Set task:
Rewrite the data below, changing every "navy football jersey" to "dark blue football jersey" and keeping everything else the same. Leave the pictures out of your answer.

Exercise inputs:

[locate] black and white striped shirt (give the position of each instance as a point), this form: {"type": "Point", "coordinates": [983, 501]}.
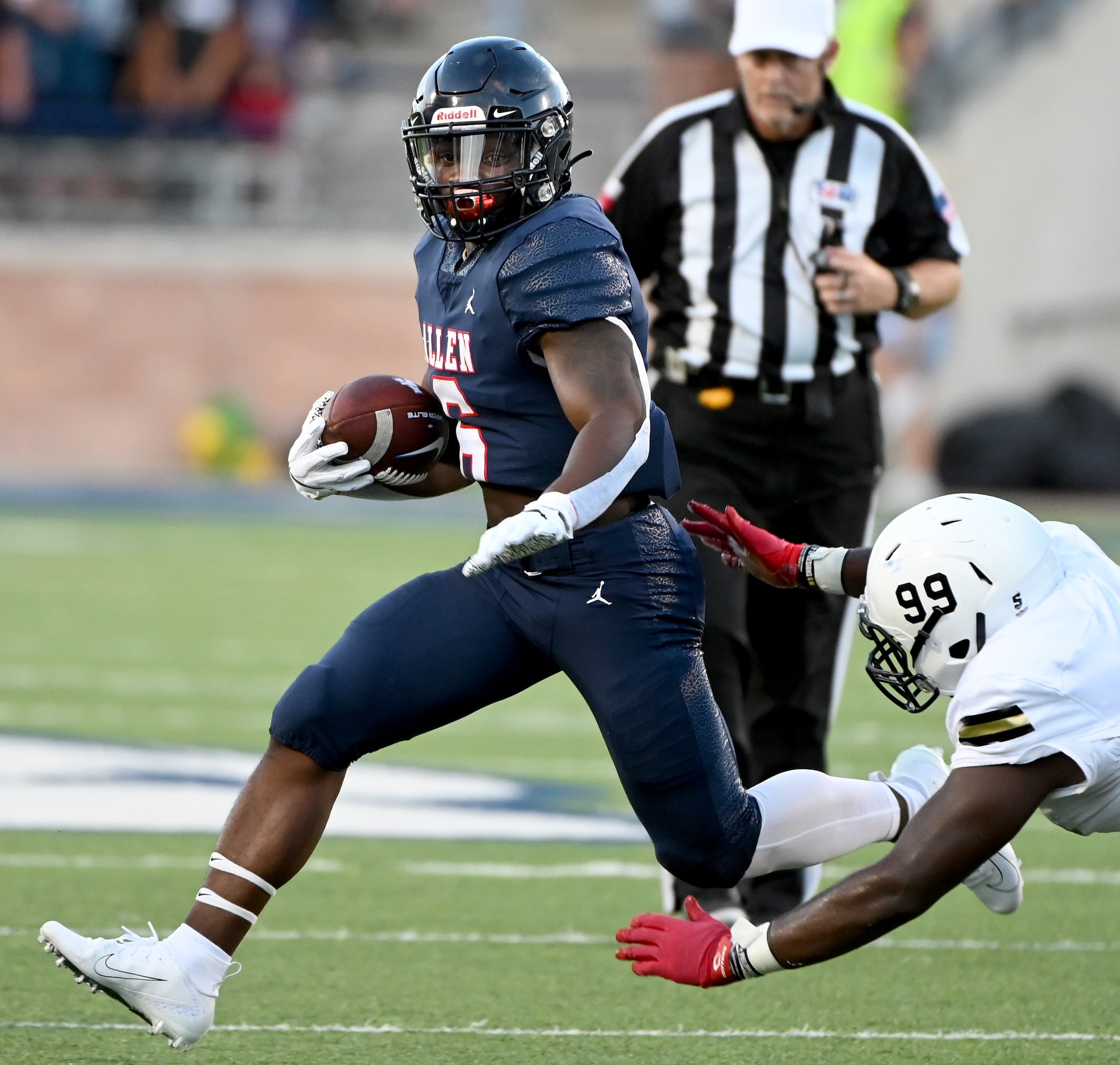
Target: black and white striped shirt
{"type": "Point", "coordinates": [728, 224]}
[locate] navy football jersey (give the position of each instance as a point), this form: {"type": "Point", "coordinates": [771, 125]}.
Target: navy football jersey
{"type": "Point", "coordinates": [481, 320]}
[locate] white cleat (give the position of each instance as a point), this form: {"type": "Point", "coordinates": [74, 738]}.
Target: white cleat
{"type": "Point", "coordinates": [998, 883]}
{"type": "Point", "coordinates": [140, 974]}
{"type": "Point", "coordinates": [918, 773]}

Exercise solution:
[locate] black and white striped shirt (give the position of each instance as a point), this form: {"type": "Point", "coordinates": [983, 501]}.
Target: black and white striped shirt
{"type": "Point", "coordinates": [728, 224]}
[locate] dark blue football jersey (give the position of each instance as a point), this form: {"type": "Point", "coordinates": [771, 125]}.
Target: dark blue football jersey
{"type": "Point", "coordinates": [481, 320]}
[locate] white cleat (give the position of each instance as a point), this form: {"type": "Point", "coordinates": [74, 738]}.
Target: white cleat
{"type": "Point", "coordinates": [998, 883]}
{"type": "Point", "coordinates": [140, 974]}
{"type": "Point", "coordinates": [918, 773]}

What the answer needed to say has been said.